(EXERCISE DETAILS): Continue the forum thread below about porn in sexless marriages, writing what comes after its last post.

(PROVIDED PASSAGE):

[Start of section]

Well said.:smthumbup:


----------



## Sawney Beane (May 1, 2011)

okeydokie said:


> women havent cornered the market on any of the items on your list.


Meee-f*ckin-owww!

However, you are of course absolutely correct. The things on the list apply both ways!:smthumbup:


----------



## Sawney Beane (May 1, 2011)

Hicks said:


> Well, the advice I gave was for a wife who attempts to both withhold sex and forbid porn. So of course, if the wife refuses to be sexual I would advise the husband to flaunt the use of porn and tell the wife that she holds the key to ending it f she finds porn and masturbation distasteful. Most likely saying this will not make a wife more sexual toward the husband, but it's really senseless to accept the thought that porn should be forbidden in sexless marriage (to add insult to injury).


In fairness to you, this approach DOES work in some circumstances. This is kind of how the Army gets people to go on through upleasant stuff - that the key to getting past it is in their hands and down to their effort. It works well with people who WANT to succeed. I agree though that in general it isn't going to make someone not motivated to improve get that motivation. It's more likely to have the opposite effect. But then, I guess you KNOW where you are then, don't you?

[End of section]

(INFORMATION SHOWN):
[Start of section]

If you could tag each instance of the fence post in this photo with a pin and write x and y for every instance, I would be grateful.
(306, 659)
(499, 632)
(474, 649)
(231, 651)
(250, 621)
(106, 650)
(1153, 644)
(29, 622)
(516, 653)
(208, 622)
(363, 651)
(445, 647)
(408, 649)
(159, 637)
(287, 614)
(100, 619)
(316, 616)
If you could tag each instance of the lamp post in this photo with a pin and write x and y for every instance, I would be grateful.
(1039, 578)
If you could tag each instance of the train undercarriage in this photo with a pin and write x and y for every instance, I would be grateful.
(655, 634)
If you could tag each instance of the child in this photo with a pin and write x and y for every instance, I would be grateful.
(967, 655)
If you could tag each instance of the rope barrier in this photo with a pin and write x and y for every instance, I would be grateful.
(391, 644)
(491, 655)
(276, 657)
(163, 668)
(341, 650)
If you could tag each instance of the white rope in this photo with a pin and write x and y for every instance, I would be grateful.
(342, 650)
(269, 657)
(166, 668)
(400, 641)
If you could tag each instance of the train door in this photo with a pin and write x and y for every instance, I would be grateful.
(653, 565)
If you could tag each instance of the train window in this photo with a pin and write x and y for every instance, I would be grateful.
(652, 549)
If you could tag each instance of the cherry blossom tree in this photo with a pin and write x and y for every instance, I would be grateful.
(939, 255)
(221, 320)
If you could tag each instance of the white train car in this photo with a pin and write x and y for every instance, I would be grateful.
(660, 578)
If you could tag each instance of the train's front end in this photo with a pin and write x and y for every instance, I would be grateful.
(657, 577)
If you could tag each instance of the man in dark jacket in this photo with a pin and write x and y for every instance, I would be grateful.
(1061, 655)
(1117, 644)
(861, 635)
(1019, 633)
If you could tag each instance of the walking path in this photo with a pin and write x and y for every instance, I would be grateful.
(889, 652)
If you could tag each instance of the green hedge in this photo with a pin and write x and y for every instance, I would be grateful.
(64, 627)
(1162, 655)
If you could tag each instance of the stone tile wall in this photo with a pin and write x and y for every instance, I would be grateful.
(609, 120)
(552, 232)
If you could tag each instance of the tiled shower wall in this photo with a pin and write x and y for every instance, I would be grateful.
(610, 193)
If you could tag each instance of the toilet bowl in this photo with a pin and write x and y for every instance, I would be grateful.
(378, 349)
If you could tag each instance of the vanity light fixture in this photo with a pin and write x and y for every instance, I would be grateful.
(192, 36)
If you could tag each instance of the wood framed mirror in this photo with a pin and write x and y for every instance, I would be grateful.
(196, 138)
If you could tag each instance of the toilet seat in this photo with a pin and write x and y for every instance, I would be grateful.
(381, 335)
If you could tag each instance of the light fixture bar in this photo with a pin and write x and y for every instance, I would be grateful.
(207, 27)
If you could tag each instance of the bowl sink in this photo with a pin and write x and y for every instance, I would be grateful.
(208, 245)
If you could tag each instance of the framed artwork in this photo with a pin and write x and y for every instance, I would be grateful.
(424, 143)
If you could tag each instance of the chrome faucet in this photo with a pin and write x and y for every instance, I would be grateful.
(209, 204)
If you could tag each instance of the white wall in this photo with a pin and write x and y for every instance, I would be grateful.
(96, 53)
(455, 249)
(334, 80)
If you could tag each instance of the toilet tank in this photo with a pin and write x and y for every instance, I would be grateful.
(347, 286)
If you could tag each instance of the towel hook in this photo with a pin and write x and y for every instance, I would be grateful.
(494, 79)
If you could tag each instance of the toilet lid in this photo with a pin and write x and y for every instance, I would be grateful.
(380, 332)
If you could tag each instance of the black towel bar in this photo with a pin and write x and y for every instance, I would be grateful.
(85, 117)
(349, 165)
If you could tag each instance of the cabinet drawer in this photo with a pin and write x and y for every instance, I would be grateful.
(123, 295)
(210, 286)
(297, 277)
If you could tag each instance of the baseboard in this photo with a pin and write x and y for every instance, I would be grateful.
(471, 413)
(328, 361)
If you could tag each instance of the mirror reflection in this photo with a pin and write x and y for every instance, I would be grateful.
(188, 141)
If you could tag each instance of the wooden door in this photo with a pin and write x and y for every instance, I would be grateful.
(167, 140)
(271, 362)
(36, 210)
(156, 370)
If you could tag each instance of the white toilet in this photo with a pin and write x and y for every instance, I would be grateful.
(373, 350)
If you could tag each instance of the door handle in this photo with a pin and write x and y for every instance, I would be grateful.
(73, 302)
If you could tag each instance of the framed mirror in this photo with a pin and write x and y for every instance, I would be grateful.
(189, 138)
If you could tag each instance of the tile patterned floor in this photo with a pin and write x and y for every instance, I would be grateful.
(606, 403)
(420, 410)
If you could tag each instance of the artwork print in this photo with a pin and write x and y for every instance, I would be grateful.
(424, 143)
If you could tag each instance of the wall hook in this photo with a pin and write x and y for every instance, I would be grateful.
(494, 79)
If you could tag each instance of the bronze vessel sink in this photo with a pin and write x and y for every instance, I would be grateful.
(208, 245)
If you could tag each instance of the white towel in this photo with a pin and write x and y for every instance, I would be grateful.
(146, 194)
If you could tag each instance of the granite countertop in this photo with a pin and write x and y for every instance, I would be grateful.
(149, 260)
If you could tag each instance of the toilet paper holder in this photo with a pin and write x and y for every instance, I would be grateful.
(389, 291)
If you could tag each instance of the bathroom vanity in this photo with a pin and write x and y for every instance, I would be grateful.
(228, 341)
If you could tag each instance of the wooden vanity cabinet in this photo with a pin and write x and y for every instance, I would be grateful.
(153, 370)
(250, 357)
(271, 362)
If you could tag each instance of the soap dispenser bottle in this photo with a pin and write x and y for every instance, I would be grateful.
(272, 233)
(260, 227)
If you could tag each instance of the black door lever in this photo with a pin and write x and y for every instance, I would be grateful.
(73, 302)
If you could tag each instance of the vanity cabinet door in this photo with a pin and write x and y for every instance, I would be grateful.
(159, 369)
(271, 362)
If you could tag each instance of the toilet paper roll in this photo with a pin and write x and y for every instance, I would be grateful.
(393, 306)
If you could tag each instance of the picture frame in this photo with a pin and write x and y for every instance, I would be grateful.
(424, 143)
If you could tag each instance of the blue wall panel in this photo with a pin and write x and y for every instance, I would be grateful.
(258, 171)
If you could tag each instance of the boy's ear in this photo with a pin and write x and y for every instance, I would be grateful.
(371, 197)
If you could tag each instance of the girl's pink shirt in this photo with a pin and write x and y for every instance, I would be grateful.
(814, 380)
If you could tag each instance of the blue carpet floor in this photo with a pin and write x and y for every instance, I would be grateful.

[End of section]

(ANSWER):
> Regarding your statement of benefit, if she sees no benefit to being a sexual wife, that is the husband's failure. The benefit being the fullness, richness and pleasure of her married life and family being at stake. Husband needs to provide all of this, and make it so that she would fight hard to keep it.


If she's getting every bit of fullness, richness and pleasure she wants without sex, why would she bother? The husband is trying to sell ice to eskimos.



> Which is why I advised the OP to run with a thought of how to keep his wife sexual, and not run with a thought of allowing his sex life to crumble and then be in a mode where he is stuck with bills, kids, pets etch.


"Keep" implies "already is, can be maintained". If it's already cold and dead? I wonder how much manning up can help in these cases. If a man's wife's sexuality is like a broken down car, if it conked a short time ago, I buy it will work. But with some of the cases here it sounds like the scrap cars I used to see at my granpa's house, that had been there so long there were trees growing through the roof - how do you get THEM running again?


----------



## Sawney Beane (May 1, 2011)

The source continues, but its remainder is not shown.